Task description -> Would you give the entries again word for word, with no pictures in the copy?

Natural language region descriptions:
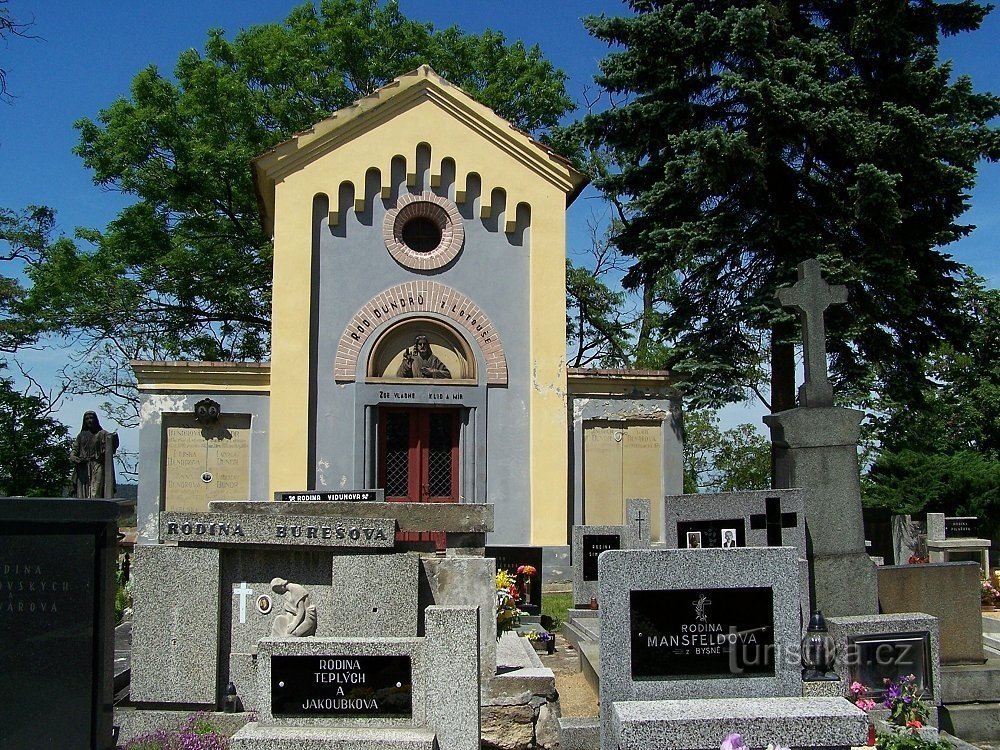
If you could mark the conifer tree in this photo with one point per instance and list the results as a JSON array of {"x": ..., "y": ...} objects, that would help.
[{"x": 752, "y": 135}]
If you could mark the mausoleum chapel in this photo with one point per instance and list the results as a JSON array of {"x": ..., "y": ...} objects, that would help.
[{"x": 418, "y": 338}]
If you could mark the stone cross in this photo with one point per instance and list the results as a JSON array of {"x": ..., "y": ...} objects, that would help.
[
  {"x": 242, "y": 591},
  {"x": 811, "y": 295}
]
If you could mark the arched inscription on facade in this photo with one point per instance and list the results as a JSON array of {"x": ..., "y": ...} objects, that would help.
[{"x": 420, "y": 297}]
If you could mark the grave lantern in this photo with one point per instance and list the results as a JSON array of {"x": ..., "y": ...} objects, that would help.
[{"x": 818, "y": 651}]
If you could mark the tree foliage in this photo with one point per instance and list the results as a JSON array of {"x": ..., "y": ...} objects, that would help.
[
  {"x": 9, "y": 26},
  {"x": 748, "y": 137},
  {"x": 185, "y": 271},
  {"x": 34, "y": 448},
  {"x": 945, "y": 456},
  {"x": 724, "y": 460}
]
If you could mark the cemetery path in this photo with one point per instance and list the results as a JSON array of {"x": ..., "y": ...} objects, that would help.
[{"x": 576, "y": 696}]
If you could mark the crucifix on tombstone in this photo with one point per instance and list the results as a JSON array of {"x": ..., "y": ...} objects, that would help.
[
  {"x": 811, "y": 295},
  {"x": 773, "y": 520}
]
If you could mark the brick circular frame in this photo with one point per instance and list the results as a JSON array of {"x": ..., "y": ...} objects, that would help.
[
  {"x": 421, "y": 296},
  {"x": 442, "y": 212}
]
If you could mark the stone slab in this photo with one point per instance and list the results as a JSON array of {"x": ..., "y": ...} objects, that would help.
[
  {"x": 256, "y": 737},
  {"x": 225, "y": 528},
  {"x": 342, "y": 647},
  {"x": 971, "y": 683},
  {"x": 843, "y": 629},
  {"x": 374, "y": 595},
  {"x": 699, "y": 724},
  {"x": 947, "y": 591},
  {"x": 467, "y": 582},
  {"x": 175, "y": 625},
  {"x": 453, "y": 688},
  {"x": 579, "y": 733},
  {"x": 623, "y": 571},
  {"x": 447, "y": 517},
  {"x": 974, "y": 722}
]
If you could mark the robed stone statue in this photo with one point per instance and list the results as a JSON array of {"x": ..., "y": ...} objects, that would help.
[
  {"x": 93, "y": 458},
  {"x": 421, "y": 363}
]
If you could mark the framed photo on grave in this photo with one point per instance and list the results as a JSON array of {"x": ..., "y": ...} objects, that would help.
[
  {"x": 873, "y": 659},
  {"x": 513, "y": 558},
  {"x": 691, "y": 634},
  {"x": 712, "y": 532},
  {"x": 593, "y": 546}
]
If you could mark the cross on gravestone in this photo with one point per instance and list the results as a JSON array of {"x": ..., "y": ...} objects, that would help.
[
  {"x": 811, "y": 295},
  {"x": 242, "y": 591},
  {"x": 773, "y": 520}
]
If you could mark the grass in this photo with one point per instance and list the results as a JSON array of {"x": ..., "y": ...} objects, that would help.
[{"x": 555, "y": 606}]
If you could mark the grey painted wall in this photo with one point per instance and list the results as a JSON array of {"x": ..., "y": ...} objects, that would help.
[
  {"x": 152, "y": 406},
  {"x": 351, "y": 265},
  {"x": 644, "y": 408}
]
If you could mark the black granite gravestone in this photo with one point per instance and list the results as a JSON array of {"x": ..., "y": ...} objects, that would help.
[
  {"x": 593, "y": 546},
  {"x": 712, "y": 532},
  {"x": 511, "y": 558},
  {"x": 702, "y": 633},
  {"x": 57, "y": 557},
  {"x": 873, "y": 659},
  {"x": 342, "y": 686}
]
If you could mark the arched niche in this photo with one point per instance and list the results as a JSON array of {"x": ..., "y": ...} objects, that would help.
[{"x": 390, "y": 350}]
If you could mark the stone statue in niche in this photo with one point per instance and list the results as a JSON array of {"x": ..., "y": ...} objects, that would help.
[
  {"x": 93, "y": 458},
  {"x": 299, "y": 617},
  {"x": 421, "y": 363}
]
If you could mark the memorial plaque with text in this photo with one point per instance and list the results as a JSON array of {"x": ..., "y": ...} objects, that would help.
[
  {"x": 889, "y": 656},
  {"x": 55, "y": 626},
  {"x": 332, "y": 496},
  {"x": 342, "y": 686},
  {"x": 961, "y": 527},
  {"x": 593, "y": 546},
  {"x": 702, "y": 633}
]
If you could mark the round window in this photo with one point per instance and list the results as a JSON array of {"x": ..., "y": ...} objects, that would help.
[
  {"x": 421, "y": 235},
  {"x": 423, "y": 232}
]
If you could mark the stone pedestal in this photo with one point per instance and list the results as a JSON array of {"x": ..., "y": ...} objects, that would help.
[{"x": 817, "y": 450}]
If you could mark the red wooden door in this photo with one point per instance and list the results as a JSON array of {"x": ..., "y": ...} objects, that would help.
[{"x": 418, "y": 459}]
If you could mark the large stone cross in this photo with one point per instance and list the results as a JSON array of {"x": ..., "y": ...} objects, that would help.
[{"x": 811, "y": 295}]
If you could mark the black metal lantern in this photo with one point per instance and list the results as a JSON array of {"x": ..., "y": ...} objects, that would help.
[
  {"x": 230, "y": 699},
  {"x": 818, "y": 651}
]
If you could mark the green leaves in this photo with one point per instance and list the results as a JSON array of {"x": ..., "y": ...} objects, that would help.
[
  {"x": 185, "y": 271},
  {"x": 34, "y": 448},
  {"x": 749, "y": 138}
]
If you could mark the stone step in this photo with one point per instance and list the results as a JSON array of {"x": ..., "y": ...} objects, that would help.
[
  {"x": 590, "y": 664},
  {"x": 698, "y": 724},
  {"x": 971, "y": 683},
  {"x": 254, "y": 736},
  {"x": 580, "y": 733},
  {"x": 973, "y": 722}
]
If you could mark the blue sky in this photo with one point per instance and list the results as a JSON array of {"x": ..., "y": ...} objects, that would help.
[{"x": 87, "y": 52}]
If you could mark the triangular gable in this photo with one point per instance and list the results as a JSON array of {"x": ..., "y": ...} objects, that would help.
[{"x": 402, "y": 94}]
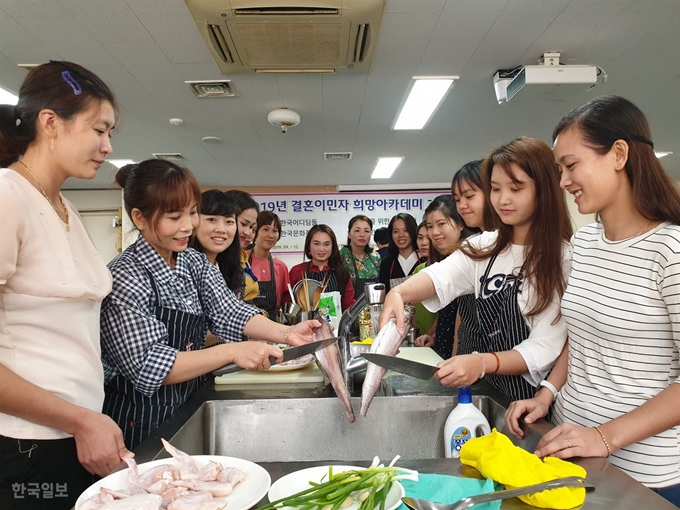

Reply ->
If you could mark the conifer tree in this photo with one point per instance and list the results as a JSON array of {"x": ..., "y": ...} objects, that would help.
[{"x": 752, "y": 135}]
If you could mark the mausoleum chapel in this photo with one point per instance and list the results as a JSON array of {"x": ..., "y": ...} objects, that would help.
[{"x": 418, "y": 338}]
If you could mark the stone cross in this photo with one point per instance and list the results as a JSON array of {"x": ..., "y": ...} objects, that would help.
[
  {"x": 242, "y": 591},
  {"x": 811, "y": 295}
]
If you could mark the arched inscription on facade in this photo with one point per instance and list the results as a JSON array of {"x": ..., "y": ...} objects, that would help.
[{"x": 420, "y": 297}]
If you could mark the grave lantern in this photo with one point per instance and list the results as a JSON array of {"x": ..., "y": ...} objects, that would help.
[{"x": 818, "y": 651}]
If you could mark the tree foliage in this photo with one point per instance and list the results as a JSON array of {"x": ..., "y": ...} objects, that would help.
[
  {"x": 9, "y": 26},
  {"x": 748, "y": 137},
  {"x": 185, "y": 271},
  {"x": 34, "y": 448},
  {"x": 945, "y": 456},
  {"x": 724, "y": 460}
]
If you could mark the cemetery path in this photo with one point per instance and list the results as a JSON array of {"x": ..., "y": ...} objects, that would help.
[{"x": 576, "y": 696}]
If you could mark the crucifix on tombstone in this photo with one point per instance and list the results as a JSON array of {"x": ..., "y": ...} objects, that would help.
[
  {"x": 811, "y": 295},
  {"x": 773, "y": 520}
]
If you could mark the brick circular frame in this photo with one point per instance and list the results as a JSON array of {"x": ..., "y": ...} objects, that would help.
[
  {"x": 421, "y": 296},
  {"x": 442, "y": 212}
]
If you could mark the stone slab in this photo with one point per instance and list the results as a JSON array of {"x": ..., "y": ...} objects, that would help.
[
  {"x": 256, "y": 737},
  {"x": 225, "y": 528},
  {"x": 342, "y": 647},
  {"x": 971, "y": 683},
  {"x": 843, "y": 629},
  {"x": 374, "y": 595},
  {"x": 699, "y": 724},
  {"x": 947, "y": 591},
  {"x": 467, "y": 582},
  {"x": 175, "y": 625},
  {"x": 453, "y": 688},
  {"x": 579, "y": 733},
  {"x": 623, "y": 571},
  {"x": 447, "y": 517},
  {"x": 974, "y": 722}
]
If you could mark the robed stone statue in this photo with one point per instance and list the results as a JSON array of {"x": ..., "y": ...} objects, that would help.
[
  {"x": 93, "y": 458},
  {"x": 421, "y": 363}
]
If you could mark the framed photo on grave in this photo with one point per instance and list the results as a JSON array of {"x": ..., "y": ...} objects, that would help.
[
  {"x": 873, "y": 659},
  {"x": 513, "y": 558},
  {"x": 691, "y": 634},
  {"x": 712, "y": 532},
  {"x": 593, "y": 546}
]
If you could mark the cross on gravestone in this photo with one point per instance and list the results as a JSON array of {"x": ..., "y": ...} objects, that would help.
[
  {"x": 811, "y": 295},
  {"x": 242, "y": 591},
  {"x": 773, "y": 520}
]
If you could mark the grass in this photo with one point per instance and list the results as a JSON array of {"x": ..., "y": ...} objects, that would help.
[{"x": 555, "y": 606}]
If you could mark the grey painted wall in this photo with one point per instance and list the results as a JSON array of {"x": ..., "y": ...} objects, that would help.
[
  {"x": 152, "y": 406},
  {"x": 351, "y": 265},
  {"x": 644, "y": 408}
]
If you could mark the black granite gravestone in this photo with one point per instance and list the results as a JSON array of {"x": ..., "y": ...} objects, that would help.
[
  {"x": 593, "y": 546},
  {"x": 712, "y": 532},
  {"x": 511, "y": 558},
  {"x": 702, "y": 633},
  {"x": 57, "y": 557},
  {"x": 873, "y": 659},
  {"x": 342, "y": 686}
]
If you could mark the arched niche in this photo with one point per instance and list the results as a JSON array of {"x": ..., "y": ...} objects, that would help.
[{"x": 390, "y": 350}]
If you could mark the stone statue in niche in this photo with one point per instance and list the results as a JSON array of {"x": ..., "y": ...} objects, that would help.
[
  {"x": 93, "y": 458},
  {"x": 299, "y": 617},
  {"x": 421, "y": 363}
]
If you could mark the memorial plaque with text in this photo with one point per instance and list the results as a JSON array of {"x": ..., "y": ...} objects, that would help.
[
  {"x": 889, "y": 656},
  {"x": 55, "y": 626},
  {"x": 332, "y": 496},
  {"x": 342, "y": 686},
  {"x": 961, "y": 527},
  {"x": 593, "y": 546},
  {"x": 702, "y": 633}
]
If you could mark the round window in this photo with one point per instance and list the results as a JSON array of {"x": ..., "y": ...} objects, that would help.
[
  {"x": 421, "y": 235},
  {"x": 423, "y": 232}
]
If you could mark the stone pedestal in this photo with one point per instance and list the results as a JSON array of {"x": ..., "y": ...} objects, that would help.
[{"x": 817, "y": 450}]
If you could mark the red wooden door in this photo with one point per instance and list the results as a JSON array of {"x": ..., "y": ...} objects, that would help.
[{"x": 418, "y": 459}]
If you could mark the large stone cross in this photo with one point per instance and list the results as a JSON array of {"x": ..., "y": ...} objects, that would help.
[{"x": 811, "y": 295}]
If you could mark the black metal lantern in this photo with one point per instance and list the results as a JSON array of {"x": ..., "y": ...} objects, that would help.
[
  {"x": 230, "y": 699},
  {"x": 818, "y": 651}
]
If you could mark the green leaves in this photo with one point per instance and list the results as a JSON array of {"x": ..., "y": ...} objects, that would help.
[
  {"x": 185, "y": 271},
  {"x": 34, "y": 448},
  {"x": 749, "y": 138}
]
If you could mark the stone step in this photo with one point per instance and list the results as a JSON array of {"x": ..., "y": ...} objects, that would help.
[
  {"x": 590, "y": 664},
  {"x": 698, "y": 724},
  {"x": 971, "y": 683},
  {"x": 254, "y": 736},
  {"x": 580, "y": 733},
  {"x": 973, "y": 722}
]
If you could mark the blue sky in this photo with one point per instance and list the results as a JSON array of {"x": ..., "y": ...} objects, that would help.
[{"x": 87, "y": 52}]
If you could mark the triangular gable in this photo with one point per instance and list the results as a JSON array of {"x": ..., "y": ...} objects, that would help.
[{"x": 402, "y": 94}]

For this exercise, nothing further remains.